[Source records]
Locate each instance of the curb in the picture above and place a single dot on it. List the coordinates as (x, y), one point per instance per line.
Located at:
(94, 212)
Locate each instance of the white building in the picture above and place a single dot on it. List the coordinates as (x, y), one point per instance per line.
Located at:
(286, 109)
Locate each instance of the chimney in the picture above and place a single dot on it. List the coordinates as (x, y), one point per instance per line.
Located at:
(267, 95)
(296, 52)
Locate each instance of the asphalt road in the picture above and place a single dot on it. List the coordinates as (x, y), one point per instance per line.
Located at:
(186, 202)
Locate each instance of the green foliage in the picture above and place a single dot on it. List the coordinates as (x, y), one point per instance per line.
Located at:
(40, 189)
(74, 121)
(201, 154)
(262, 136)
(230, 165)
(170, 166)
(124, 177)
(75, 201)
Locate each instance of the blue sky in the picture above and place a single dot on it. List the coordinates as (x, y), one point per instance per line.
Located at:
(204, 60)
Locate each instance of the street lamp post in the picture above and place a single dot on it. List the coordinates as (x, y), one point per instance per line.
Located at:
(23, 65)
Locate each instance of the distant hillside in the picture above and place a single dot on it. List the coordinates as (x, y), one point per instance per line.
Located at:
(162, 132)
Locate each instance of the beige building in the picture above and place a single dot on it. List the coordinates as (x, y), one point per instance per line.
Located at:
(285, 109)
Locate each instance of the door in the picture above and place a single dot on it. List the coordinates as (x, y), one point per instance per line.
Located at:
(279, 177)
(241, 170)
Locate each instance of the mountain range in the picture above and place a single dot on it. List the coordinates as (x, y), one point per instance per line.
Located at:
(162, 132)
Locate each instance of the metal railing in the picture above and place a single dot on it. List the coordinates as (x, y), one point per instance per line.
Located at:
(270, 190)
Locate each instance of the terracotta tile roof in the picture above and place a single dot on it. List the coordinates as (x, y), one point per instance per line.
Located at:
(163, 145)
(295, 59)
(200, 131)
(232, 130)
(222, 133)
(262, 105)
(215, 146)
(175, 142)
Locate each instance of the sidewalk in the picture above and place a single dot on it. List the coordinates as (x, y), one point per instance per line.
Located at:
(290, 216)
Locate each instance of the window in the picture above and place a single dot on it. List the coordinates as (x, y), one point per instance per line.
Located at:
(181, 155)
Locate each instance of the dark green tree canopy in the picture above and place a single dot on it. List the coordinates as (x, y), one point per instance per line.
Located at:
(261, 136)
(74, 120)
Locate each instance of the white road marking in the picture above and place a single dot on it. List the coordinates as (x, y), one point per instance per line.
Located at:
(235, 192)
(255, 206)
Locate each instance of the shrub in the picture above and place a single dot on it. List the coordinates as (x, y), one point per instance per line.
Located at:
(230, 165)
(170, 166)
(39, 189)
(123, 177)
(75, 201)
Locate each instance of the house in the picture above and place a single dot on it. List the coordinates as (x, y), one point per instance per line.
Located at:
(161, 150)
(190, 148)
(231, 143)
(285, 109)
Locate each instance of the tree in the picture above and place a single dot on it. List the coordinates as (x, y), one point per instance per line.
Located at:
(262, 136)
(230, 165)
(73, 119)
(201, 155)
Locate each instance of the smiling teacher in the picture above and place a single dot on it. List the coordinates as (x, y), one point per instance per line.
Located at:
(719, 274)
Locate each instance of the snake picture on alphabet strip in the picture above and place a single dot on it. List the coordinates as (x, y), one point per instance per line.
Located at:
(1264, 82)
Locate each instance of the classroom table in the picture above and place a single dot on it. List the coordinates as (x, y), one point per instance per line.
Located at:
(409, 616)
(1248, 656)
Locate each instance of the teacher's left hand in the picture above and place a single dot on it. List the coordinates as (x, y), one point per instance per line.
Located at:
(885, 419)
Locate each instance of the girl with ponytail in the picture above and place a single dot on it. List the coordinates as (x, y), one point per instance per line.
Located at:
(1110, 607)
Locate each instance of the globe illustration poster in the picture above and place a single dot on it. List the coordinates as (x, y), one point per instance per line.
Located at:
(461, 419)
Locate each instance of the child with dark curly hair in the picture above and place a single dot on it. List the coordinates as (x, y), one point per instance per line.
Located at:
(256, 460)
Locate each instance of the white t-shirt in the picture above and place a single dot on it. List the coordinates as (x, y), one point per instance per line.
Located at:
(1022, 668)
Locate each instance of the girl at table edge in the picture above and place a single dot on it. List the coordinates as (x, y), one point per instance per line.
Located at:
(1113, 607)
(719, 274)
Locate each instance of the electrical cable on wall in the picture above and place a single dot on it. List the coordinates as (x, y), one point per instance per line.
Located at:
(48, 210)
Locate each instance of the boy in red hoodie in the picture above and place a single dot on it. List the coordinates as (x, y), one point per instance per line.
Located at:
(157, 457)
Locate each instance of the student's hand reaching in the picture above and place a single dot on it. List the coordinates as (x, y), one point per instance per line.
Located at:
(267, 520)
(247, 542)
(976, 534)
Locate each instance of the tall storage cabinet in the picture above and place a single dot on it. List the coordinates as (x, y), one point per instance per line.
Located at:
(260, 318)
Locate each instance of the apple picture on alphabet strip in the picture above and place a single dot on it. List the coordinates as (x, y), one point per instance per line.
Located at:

Exercise: Would you return all of the data exactly as given?

Answer to this task:
Locate each instance of the curb in the picture above and place a single dot on it. List the coordinates as (x, y), one point per instance per line.
Located at:
(94, 212)
Locate each instance of the white building in the picture above and place a single dot on it. List the coordinates as (x, y), one point per instance per line.
Located at:
(286, 109)
Locate each instance of the chimney in the picture above and place a single dot on it. List the coordinates as (x, y), one point per instance per line.
Located at:
(267, 95)
(296, 52)
Locate each instance of the asphalt road in the picture above and place a single dot on it. List the coordinates as (x, y), one point per instance per line.
Located at:
(186, 202)
Locate each instance of the green foliage in the picture above and place a single dot on it. List the coordinates as (x, y), one point per instance per line.
Located at:
(40, 189)
(74, 121)
(201, 154)
(262, 136)
(230, 165)
(170, 166)
(124, 177)
(75, 201)
Locate each instance of the blue sky in the picture above and place a single dot on it. List the coordinates as (x, y), one point per instance per line.
Located at:
(204, 60)
Locate each instance of the street lamp post in the picture above and place a single dot on it. List the coordinates as (x, y), one point per instance per line.
Located at:
(23, 65)
Locate each instance of the distant hillside in the picture above and place a single dot on it. List the coordinates as (x, y), one point per instance per line.
Located at:
(162, 132)
Locate each instance of the beige building in the picture above and place a single dot on it. List the coordinates as (x, y), one point per instance per line.
Located at:
(285, 109)
Locate each instance of the door in the picture above and place a single dot on it. List the coordinates as (x, y), one point per instance per line.
Located at:
(279, 177)
(241, 170)
Locate each instance of the mountain range in the picture above and place a single dot on it. List the coordinates as (x, y), one point per instance per line.
Located at:
(162, 132)
Locate each instance of the metal railing in the picture above and place a single dot on it. List the coordinates as (x, y), one point per instance per line.
Located at:
(270, 190)
Locate each instance of the terracotta tile roof in the picture above and place a single dot on it. List the coordinates as (x, y), one point per instance per line.
Located at:
(163, 145)
(295, 59)
(200, 131)
(232, 130)
(222, 133)
(262, 105)
(215, 146)
(175, 142)
Locate each instance of the sidewalk in the picture above and place a single dot on it. List the coordinates as (x, y), one point per instance per line.
Located at:
(290, 216)
Locate each instance of the window in the picture above and place a single dot on it. List the coordinates as (x, y), one point per instance per line.
Located at:
(181, 155)
Locate each instance of the dark green tree canopy in the picture above and place a single dot on it. List the coordinates as (x, y), one point per instance per line.
Located at:
(261, 136)
(74, 120)
Locate each instance of the white road marking in the picture above and place a single dot on it. List the coordinates as (x, y), one point per instance per line.
Located at:
(235, 192)
(255, 206)
Locate each instance of the shrub in the picture above and place a single dot on it. List the coordinates as (x, y), one point per instance per line.
Located at:
(230, 165)
(170, 166)
(39, 189)
(123, 177)
(75, 201)
Locate each instance of the house in the picture above and place a single dot on it. List the coordinates as (x, y), one point per instance per line.
Located at:
(161, 150)
(190, 148)
(231, 143)
(285, 109)
Locate each instance of the tree in the picture above and place a single dot on it. List the coordinates as (x, y), one point per instance per line.
Located at:
(262, 136)
(230, 165)
(73, 119)
(201, 155)
Locate each instance of the smiling teacher in the picture above and place a single dot on it. List the coordinates as (x, y), one point per instance per line.
Located at:
(719, 274)
Locate each instance of the snake picture on alphabet strip in the picture above and place a single dot on it. List the coordinates as (x, y), one point per instance per line.
Located at:
(1264, 82)
Locate each instance of the classroom table in the picture above and place a single dot on it. List the coordinates as (x, y), one point per instance per line.
Located at:
(409, 616)
(1248, 656)
Locate each instance of the teacher's left hand in the picture above and place a single dot on it. List the coordinates as (x, y), one point per instance per line.
Located at:
(885, 419)
Locate each instance of the girl with ponytail in the picture above and place a single dot on it. List the coordinates as (x, y), one point per instance per line.
Located at:
(1110, 607)
Locate each instance of the globe illustration poster in the picture above and place a single dot on it. List the coordinates as (x, y), one point per instance per line.
Located at:
(461, 419)
Locate each instance of the child with dark curly hair in the picture above and place a single dot on it. List the coordinates as (x, y), one point per instance per line.
Located at:
(256, 460)
Locate each instance of the white t-shirt in the picture above and place a single dot on it. List the coordinates as (x, y), one point per instance per line.
Located at:
(1022, 668)
Locate each instance of the girl at table edge in the picture above and place a single dot on it. List the coordinates as (x, y), one point per instance per line.
Located at:
(1113, 607)
(719, 274)
Locate each instance of the electrical cable on wall in the picture above and place a single dot on it. List the coordinates as (x, y), one point per instance per line.
Located at:
(48, 210)
Locate each instance of the boy in red hoodie in the picture above and place a single dot on it. List the coordinates as (x, y), one point per instance per line.
Located at:
(157, 457)
Locate each instance of the student's hand reaching in the picture above and place a single dot on it. List the coordinates as (x, y), one point per instance per line.
Located at:
(267, 520)
(247, 542)
(976, 534)
Locate each instance of the tall storage cabinet in the picture above and place a single dot on it. List the coordinates as (x, y), one point per instance per line.
Located at:
(260, 318)
Locate each instance of the apple picture on alphabet strip in the picture above and place a single dot on it. List the coordinates as (x, y), one point per instance per line.
Located at:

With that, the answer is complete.